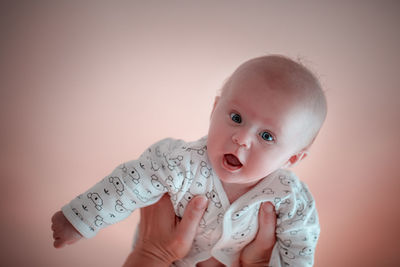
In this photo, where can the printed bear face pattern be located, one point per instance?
(137, 183)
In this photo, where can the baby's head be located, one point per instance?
(267, 115)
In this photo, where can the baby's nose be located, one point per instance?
(242, 138)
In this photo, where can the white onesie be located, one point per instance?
(183, 170)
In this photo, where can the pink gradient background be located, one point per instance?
(85, 87)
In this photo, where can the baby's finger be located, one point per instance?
(186, 230)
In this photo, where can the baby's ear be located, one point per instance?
(296, 158)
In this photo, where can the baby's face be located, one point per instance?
(255, 130)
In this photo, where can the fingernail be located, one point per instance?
(200, 202)
(267, 207)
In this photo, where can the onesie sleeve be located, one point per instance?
(131, 185)
(297, 226)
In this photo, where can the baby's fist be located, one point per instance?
(63, 231)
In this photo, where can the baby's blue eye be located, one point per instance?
(236, 118)
(267, 136)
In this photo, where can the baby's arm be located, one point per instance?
(130, 186)
(297, 228)
(63, 231)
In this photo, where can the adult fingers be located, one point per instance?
(265, 237)
(161, 211)
(194, 211)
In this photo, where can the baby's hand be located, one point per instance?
(63, 231)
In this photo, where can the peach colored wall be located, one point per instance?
(84, 87)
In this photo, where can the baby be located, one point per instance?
(268, 114)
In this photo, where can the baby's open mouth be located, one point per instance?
(232, 162)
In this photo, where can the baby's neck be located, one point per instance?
(234, 191)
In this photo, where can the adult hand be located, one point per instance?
(258, 252)
(163, 238)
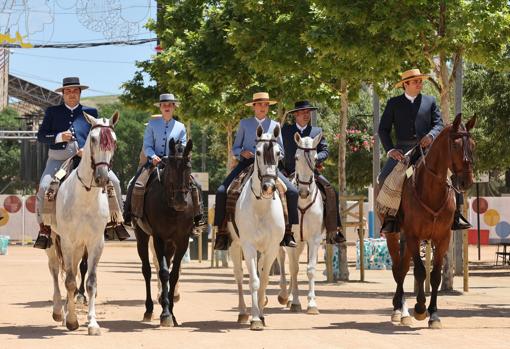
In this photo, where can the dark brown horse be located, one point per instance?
(168, 217)
(426, 213)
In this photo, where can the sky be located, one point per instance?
(102, 68)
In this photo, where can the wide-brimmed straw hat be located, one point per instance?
(411, 75)
(167, 98)
(302, 105)
(71, 82)
(261, 97)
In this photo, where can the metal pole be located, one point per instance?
(376, 156)
(478, 217)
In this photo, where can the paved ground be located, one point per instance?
(353, 314)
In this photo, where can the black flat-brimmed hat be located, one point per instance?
(302, 105)
(71, 82)
(167, 98)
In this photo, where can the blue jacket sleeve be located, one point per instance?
(45, 134)
(237, 147)
(436, 120)
(386, 125)
(148, 141)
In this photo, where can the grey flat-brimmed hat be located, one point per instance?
(71, 82)
(168, 98)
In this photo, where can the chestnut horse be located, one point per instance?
(426, 213)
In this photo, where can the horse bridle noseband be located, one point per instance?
(93, 163)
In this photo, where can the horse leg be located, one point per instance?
(80, 297)
(142, 242)
(250, 257)
(164, 277)
(174, 274)
(435, 281)
(294, 254)
(70, 263)
(267, 259)
(95, 250)
(313, 247)
(420, 309)
(54, 266)
(237, 259)
(283, 295)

□ □ □ □

## Exercise brief
Rewrite every line of the items above as one numbered list. Leave out blank lines and the pictures.

## Task solution
1. In this photo, where can the printed bear face pattern be located, one point per instance?
2. (137, 183)
3. In this photo, where can the baby's head be located, one point per instance?
4. (267, 115)
5. In this photo, where can the baby's nose be located, one point per instance?
6. (242, 138)
7. In this photo, where can the white onesie be located, one point per instance?
8. (183, 170)
9. In this photo, where can the pink gradient background be located, one point per instance?
10. (85, 87)
11. In this photo, where can the baby's finger be located, one point per instance?
12. (186, 230)
13. In this photo, where can the baby's ear be located, one point per instance?
14. (296, 158)
15. In this photo, where can the baby's face be located, one point per instance?
16. (255, 130)
17. In this photo, where can the fingernail be located, one point per instance?
18. (200, 202)
19. (267, 207)
20. In this photo, where can the onesie sleeve be located, one point per instance?
21. (131, 185)
22. (297, 226)
23. In this photo, where can the baby's fist be located, one point per instance?
24. (63, 231)
25. In this photo, where can the baby's blue eye be located, one point per instance?
26. (236, 118)
27. (267, 136)
28. In this photo, where can the baby's arm be located, one point per instance?
29. (130, 186)
30. (297, 228)
31. (63, 231)
32. In this photo, where can the adult fingers be located, one point per instance?
33. (265, 237)
34. (161, 211)
35. (194, 211)
36. In this photo, where can the baby's hand be located, one point per instance?
37. (63, 231)
38. In this photo, where can the peach colored wall be located, one point per instance?
39. (84, 87)
40. In this photo, where can the baby be located, one point per instance?
41. (268, 114)
42. In this photo, where can the baby's open mouth be located, one point per instance?
43. (232, 162)
44. In this photo, where can the baby's neck be located, one point per instance?
45. (234, 191)
46. In this photo, where can the adult hand be located, one point per instance?
47. (258, 252)
48. (163, 238)
49. In this photo, where can the dark brown horse be located, one point per instance?
50. (168, 217)
51. (426, 213)
52. In this photo, where can the sky be located, one point per instance?
53. (102, 68)
54. In this photo, where can the wide-brimmed straw hat be located, one point per instance?
55. (411, 75)
56. (167, 98)
57. (302, 105)
58. (71, 82)
59. (261, 97)
60. In this photo, where can the metal pole be located, one point per instance?
61. (376, 156)
62. (478, 217)
63. In this photo, where can the paved ground be located, one point per instance?
64. (353, 314)
65. In this photo, where can the black flat-brimmed hat be located, one point per instance?
66. (302, 105)
67. (71, 82)
68. (167, 98)
69. In this photo, where can the blue jacket sleeve be located, one point per instance?
70. (45, 134)
71. (237, 147)
72. (436, 120)
73. (386, 125)
74. (148, 141)
75. In this photo, where can the grey flat-brimmed hat be located, one point per instance?
76. (71, 82)
77. (168, 98)
78. In this photo, where can the chestnut horse be located, one point per instance?
79. (426, 213)
80. In this photo, where can the horse bridle noseband be located, one point per instance?
81. (93, 163)
82. In this photo, where can the horse leg be located, one point per instance?
83. (80, 297)
84. (142, 242)
85. (250, 257)
86. (164, 277)
87. (174, 274)
88. (435, 281)
89. (294, 254)
90. (70, 263)
91. (267, 259)
92. (95, 250)
93. (313, 247)
94. (420, 309)
95. (54, 266)
96. (237, 259)
97. (283, 295)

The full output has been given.